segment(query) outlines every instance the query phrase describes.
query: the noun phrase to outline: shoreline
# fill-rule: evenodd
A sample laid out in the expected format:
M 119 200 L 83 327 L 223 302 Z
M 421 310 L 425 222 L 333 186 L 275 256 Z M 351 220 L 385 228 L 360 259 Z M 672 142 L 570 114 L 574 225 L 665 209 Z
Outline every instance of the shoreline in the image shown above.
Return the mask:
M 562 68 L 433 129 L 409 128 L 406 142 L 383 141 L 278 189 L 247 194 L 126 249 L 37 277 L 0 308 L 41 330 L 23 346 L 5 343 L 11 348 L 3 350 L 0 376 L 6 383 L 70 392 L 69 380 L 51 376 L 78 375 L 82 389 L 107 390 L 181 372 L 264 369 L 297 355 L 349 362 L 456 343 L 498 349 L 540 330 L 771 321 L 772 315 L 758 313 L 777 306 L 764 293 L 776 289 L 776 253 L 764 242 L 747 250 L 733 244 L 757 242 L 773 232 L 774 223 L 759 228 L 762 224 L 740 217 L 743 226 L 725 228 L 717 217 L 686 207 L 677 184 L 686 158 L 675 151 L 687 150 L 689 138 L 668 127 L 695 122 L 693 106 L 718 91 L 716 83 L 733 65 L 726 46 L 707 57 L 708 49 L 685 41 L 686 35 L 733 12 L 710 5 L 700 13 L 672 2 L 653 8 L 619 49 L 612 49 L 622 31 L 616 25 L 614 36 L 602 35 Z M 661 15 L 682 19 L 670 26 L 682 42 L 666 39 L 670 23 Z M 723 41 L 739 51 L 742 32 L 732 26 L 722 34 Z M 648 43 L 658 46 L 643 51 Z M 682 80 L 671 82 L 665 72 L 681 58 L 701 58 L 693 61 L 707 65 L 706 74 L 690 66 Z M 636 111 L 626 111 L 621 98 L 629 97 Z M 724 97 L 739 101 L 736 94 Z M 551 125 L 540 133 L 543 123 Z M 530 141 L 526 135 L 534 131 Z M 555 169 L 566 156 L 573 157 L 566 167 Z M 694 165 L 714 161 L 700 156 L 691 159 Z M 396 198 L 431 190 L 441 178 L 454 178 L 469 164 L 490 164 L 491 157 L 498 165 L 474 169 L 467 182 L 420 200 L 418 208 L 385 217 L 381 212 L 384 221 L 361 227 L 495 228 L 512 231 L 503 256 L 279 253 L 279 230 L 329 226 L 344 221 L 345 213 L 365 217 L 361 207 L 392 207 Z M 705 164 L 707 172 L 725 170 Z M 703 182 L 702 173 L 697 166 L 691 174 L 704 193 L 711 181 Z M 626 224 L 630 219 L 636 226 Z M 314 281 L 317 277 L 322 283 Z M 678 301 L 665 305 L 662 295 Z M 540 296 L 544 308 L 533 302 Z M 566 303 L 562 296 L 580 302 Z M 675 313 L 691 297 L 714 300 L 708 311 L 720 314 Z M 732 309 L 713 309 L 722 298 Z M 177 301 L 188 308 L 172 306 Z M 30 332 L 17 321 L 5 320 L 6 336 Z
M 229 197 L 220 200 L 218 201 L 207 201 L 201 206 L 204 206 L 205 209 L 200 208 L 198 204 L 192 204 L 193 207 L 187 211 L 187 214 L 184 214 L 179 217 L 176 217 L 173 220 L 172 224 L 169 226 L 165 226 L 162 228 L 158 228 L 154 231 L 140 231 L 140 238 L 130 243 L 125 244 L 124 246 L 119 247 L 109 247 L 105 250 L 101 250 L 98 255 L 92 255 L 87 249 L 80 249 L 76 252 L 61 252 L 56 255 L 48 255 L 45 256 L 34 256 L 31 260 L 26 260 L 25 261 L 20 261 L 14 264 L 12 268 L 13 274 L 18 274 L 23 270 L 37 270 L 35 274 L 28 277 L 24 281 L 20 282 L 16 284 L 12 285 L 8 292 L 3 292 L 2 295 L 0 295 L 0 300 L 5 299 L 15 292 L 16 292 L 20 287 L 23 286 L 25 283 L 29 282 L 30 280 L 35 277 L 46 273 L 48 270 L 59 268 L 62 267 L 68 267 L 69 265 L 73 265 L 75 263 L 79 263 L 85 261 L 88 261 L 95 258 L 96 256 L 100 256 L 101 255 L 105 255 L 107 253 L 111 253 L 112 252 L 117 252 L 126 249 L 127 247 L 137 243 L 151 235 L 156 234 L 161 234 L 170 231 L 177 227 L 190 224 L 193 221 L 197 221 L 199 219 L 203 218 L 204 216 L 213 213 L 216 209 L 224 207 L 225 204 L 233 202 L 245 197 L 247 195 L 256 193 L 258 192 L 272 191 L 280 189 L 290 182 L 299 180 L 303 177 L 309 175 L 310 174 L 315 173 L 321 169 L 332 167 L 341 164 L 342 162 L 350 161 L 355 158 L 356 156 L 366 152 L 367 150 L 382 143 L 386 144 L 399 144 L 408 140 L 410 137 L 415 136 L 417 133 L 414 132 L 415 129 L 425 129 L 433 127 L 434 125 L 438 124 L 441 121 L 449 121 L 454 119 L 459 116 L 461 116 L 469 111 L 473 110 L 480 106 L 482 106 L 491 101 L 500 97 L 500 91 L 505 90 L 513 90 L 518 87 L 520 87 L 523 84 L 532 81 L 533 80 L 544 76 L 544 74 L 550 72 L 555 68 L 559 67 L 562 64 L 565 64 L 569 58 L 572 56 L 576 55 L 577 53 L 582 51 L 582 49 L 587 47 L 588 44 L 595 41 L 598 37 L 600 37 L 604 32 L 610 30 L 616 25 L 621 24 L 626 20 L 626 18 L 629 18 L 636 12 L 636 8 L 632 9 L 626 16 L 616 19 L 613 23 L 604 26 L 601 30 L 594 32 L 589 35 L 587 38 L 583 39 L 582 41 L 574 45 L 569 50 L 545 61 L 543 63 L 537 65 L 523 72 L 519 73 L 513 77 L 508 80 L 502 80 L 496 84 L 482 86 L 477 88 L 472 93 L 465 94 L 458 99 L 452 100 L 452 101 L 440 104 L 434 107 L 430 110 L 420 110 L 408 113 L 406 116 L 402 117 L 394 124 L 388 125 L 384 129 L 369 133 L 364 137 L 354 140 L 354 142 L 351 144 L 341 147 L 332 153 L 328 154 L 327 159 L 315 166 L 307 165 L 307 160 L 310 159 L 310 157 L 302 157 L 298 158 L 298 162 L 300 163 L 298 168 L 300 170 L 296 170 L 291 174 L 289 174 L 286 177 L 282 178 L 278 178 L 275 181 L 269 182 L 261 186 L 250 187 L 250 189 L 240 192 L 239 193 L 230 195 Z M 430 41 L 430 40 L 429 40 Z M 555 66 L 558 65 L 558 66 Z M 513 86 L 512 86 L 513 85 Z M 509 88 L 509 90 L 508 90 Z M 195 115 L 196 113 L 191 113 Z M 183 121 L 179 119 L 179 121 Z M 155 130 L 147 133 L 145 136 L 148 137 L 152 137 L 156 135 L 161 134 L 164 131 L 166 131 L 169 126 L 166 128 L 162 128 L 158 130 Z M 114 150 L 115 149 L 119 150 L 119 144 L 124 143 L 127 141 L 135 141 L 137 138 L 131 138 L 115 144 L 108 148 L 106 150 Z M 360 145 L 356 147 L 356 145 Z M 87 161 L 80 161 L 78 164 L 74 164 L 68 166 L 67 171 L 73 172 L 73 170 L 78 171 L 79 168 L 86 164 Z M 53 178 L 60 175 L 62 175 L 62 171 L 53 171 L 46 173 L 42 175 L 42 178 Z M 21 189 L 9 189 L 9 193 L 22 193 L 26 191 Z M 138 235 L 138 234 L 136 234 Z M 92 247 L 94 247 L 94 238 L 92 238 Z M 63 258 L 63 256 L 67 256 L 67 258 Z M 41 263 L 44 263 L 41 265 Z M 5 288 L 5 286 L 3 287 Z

▶ [WHAT YOU NEED TO DO] Turn all of the lines above into a numbered list, leaving out any blank lines.

▶ [TASK RESULT]
1. segment(query) outlines every instance the query phrase describes.
2. query: the noun phrase to outline: shoreline
3. # fill-rule: evenodd
4. A sample laid out in the expected format:
5. M 119 200 L 83 327 L 223 302 Z
6. M 421 310 L 425 222 L 333 186 L 275 256 Z M 351 220 L 385 228 L 360 259 Z M 672 142 L 570 114 L 574 225 L 665 209 Z
7. Outline every instance of the shoreline in the image shown above.
8. Return the mask:
9. M 562 68 L 433 129 L 409 128 L 406 142 L 383 141 L 278 189 L 247 194 L 126 249 L 37 277 L 0 308 L 41 330 L 23 346 L 5 343 L 11 348 L 3 350 L 0 376 L 6 383 L 70 392 L 69 380 L 51 376 L 78 375 L 82 389 L 107 390 L 181 372 L 264 369 L 297 355 L 349 362 L 456 343 L 498 349 L 540 330 L 771 321 L 772 315 L 758 313 L 777 306 L 764 293 L 776 289 L 776 253 L 764 242 L 747 250 L 733 244 L 757 242 L 773 232 L 774 223 L 759 228 L 762 224 L 740 217 L 743 226 L 725 228 L 717 217 L 686 207 L 677 184 L 686 158 L 675 151 L 687 150 L 689 138 L 668 127 L 695 122 L 693 106 L 718 91 L 716 83 L 733 65 L 726 46 L 707 57 L 708 49 L 685 41 L 686 35 L 733 12 L 710 5 L 700 13 L 672 2 L 653 8 L 619 49 L 612 49 L 622 31 L 616 25 L 614 36 L 602 35 Z M 661 15 L 682 19 L 670 26 L 682 42 L 666 39 L 670 23 Z M 723 41 L 739 51 L 742 32 L 732 26 L 722 34 Z M 648 43 L 658 46 L 643 51 Z M 682 80 L 671 82 L 665 72 L 681 58 L 701 58 L 693 61 L 707 65 L 706 74 L 690 66 Z M 636 111 L 626 111 L 621 98 L 629 97 Z M 724 97 L 739 101 L 736 94 Z M 551 125 L 540 133 L 543 123 Z M 530 141 L 526 135 L 534 131 Z M 555 169 L 566 156 L 573 157 L 566 167 Z M 694 165 L 714 161 L 700 156 L 691 159 Z M 396 198 L 431 190 L 441 178 L 454 178 L 469 164 L 490 164 L 491 157 L 498 165 L 474 169 L 467 182 L 420 200 L 418 208 L 385 217 L 381 212 L 384 221 L 361 227 L 495 228 L 512 231 L 503 256 L 279 253 L 279 230 L 329 226 L 344 221 L 345 213 L 365 217 L 361 207 L 392 207 Z M 705 164 L 707 172 L 725 170 Z M 703 182 L 702 173 L 697 166 L 691 174 L 704 193 L 711 181 Z M 626 224 L 630 219 L 636 226 Z M 314 281 L 317 277 L 322 283 Z M 678 301 L 665 305 L 662 295 Z M 540 296 L 544 308 L 533 302 Z M 566 303 L 562 296 L 580 302 Z M 675 313 L 691 297 L 714 300 L 708 311 L 720 314 Z M 732 309 L 713 309 L 722 298 Z M 177 301 L 188 308 L 172 306 Z M 30 332 L 17 321 L 5 320 L 6 336 Z
10. M 229 197 L 220 200 L 218 201 L 207 201 L 201 206 L 204 206 L 205 209 L 200 208 L 198 204 L 192 204 L 193 207 L 187 211 L 187 214 L 184 214 L 179 217 L 176 217 L 173 220 L 172 224 L 169 226 L 165 226 L 162 228 L 158 228 L 154 231 L 140 231 L 140 238 L 130 243 L 125 244 L 124 246 L 119 247 L 109 247 L 105 250 L 101 250 L 98 255 L 92 255 L 87 249 L 80 249 L 76 252 L 61 252 L 56 255 L 48 255 L 45 256 L 34 256 L 31 260 L 26 260 L 25 261 L 20 261 L 14 264 L 12 268 L 13 274 L 18 274 L 23 270 L 37 270 L 35 274 L 28 277 L 24 281 L 20 282 L 16 284 L 12 285 L 8 292 L 3 292 L 2 295 L 0 295 L 0 300 L 5 299 L 15 292 L 16 292 L 20 287 L 23 286 L 25 283 L 29 282 L 30 280 L 35 277 L 46 273 L 48 270 L 59 268 L 62 267 L 68 267 L 69 265 L 73 265 L 75 263 L 79 263 L 85 261 L 88 261 L 95 258 L 96 256 L 100 256 L 101 255 L 105 255 L 107 253 L 111 253 L 112 252 L 117 252 L 126 249 L 127 247 L 137 243 L 151 235 L 156 234 L 161 234 L 170 231 L 177 227 L 190 224 L 193 221 L 197 221 L 199 219 L 203 218 L 204 216 L 213 213 L 216 209 L 224 207 L 225 204 L 233 202 L 245 197 L 247 195 L 256 193 L 258 192 L 272 191 L 280 189 L 290 182 L 299 180 L 303 177 L 309 175 L 310 174 L 315 173 L 321 169 L 332 167 L 341 164 L 342 162 L 350 161 L 355 158 L 356 156 L 366 152 L 367 150 L 382 143 L 386 144 L 399 144 L 408 140 L 410 137 L 415 136 L 417 133 L 414 132 L 415 129 L 425 129 L 433 127 L 434 125 L 438 124 L 441 121 L 449 121 L 454 119 L 459 116 L 461 116 L 469 111 L 473 110 L 480 106 L 482 106 L 491 101 L 500 97 L 500 91 L 505 90 L 513 90 L 518 87 L 520 87 L 523 84 L 532 81 L 533 80 L 544 76 L 544 74 L 550 72 L 555 68 L 559 67 L 562 64 L 565 64 L 569 58 L 572 56 L 576 55 L 577 53 L 582 51 L 582 49 L 587 47 L 588 44 L 595 41 L 598 37 L 600 37 L 604 32 L 610 30 L 616 25 L 621 24 L 626 20 L 626 18 L 629 18 L 636 12 L 636 8 L 632 9 L 626 16 L 616 19 L 613 23 L 604 26 L 601 30 L 594 32 L 589 35 L 587 38 L 583 39 L 582 41 L 574 45 L 569 50 L 545 61 L 543 63 L 537 65 L 523 72 L 519 73 L 513 77 L 508 80 L 502 80 L 496 84 L 482 86 L 477 88 L 472 93 L 465 94 L 458 99 L 452 100 L 452 101 L 440 104 L 434 107 L 430 110 L 420 110 L 408 113 L 406 116 L 402 117 L 394 124 L 388 125 L 384 129 L 369 133 L 364 137 L 354 140 L 354 142 L 351 144 L 341 147 L 332 153 L 328 154 L 327 159 L 315 166 L 307 165 L 307 160 L 310 159 L 310 157 L 302 157 L 298 158 L 298 162 L 300 163 L 298 168 L 300 170 L 296 170 L 291 174 L 289 174 L 286 177 L 282 178 L 278 178 L 275 181 L 269 182 L 261 186 L 250 187 L 250 189 L 240 192 L 239 193 L 230 195 Z M 430 41 L 430 40 L 429 40 Z M 555 66 L 558 65 L 558 66 Z M 513 86 L 512 86 L 513 85 Z M 509 88 L 509 90 L 508 90 Z M 195 115 L 196 113 L 191 113 Z M 183 121 L 179 119 L 179 121 Z M 155 130 L 147 133 L 145 136 L 148 137 L 152 137 L 156 135 L 161 134 L 164 131 L 166 131 L 169 126 L 166 128 L 162 128 L 158 130 Z M 114 150 L 115 149 L 119 150 L 119 144 L 124 143 L 127 141 L 135 141 L 137 138 L 131 138 L 115 144 L 108 148 L 106 150 Z M 360 145 L 356 147 L 356 145 Z M 87 161 L 80 161 L 78 164 L 74 164 L 68 166 L 67 171 L 73 172 L 73 170 L 78 171 L 79 168 L 86 164 Z M 53 178 L 60 175 L 62 175 L 62 171 L 53 171 L 46 173 L 42 175 L 42 178 Z M 21 189 L 9 189 L 9 193 L 22 193 L 26 191 Z M 138 235 L 138 234 L 136 234 Z M 92 247 L 94 247 L 94 238 L 92 238 Z M 63 258 L 63 256 L 67 256 L 67 258 Z M 41 263 L 44 263 L 41 265 Z M 5 288 L 5 286 L 3 287 Z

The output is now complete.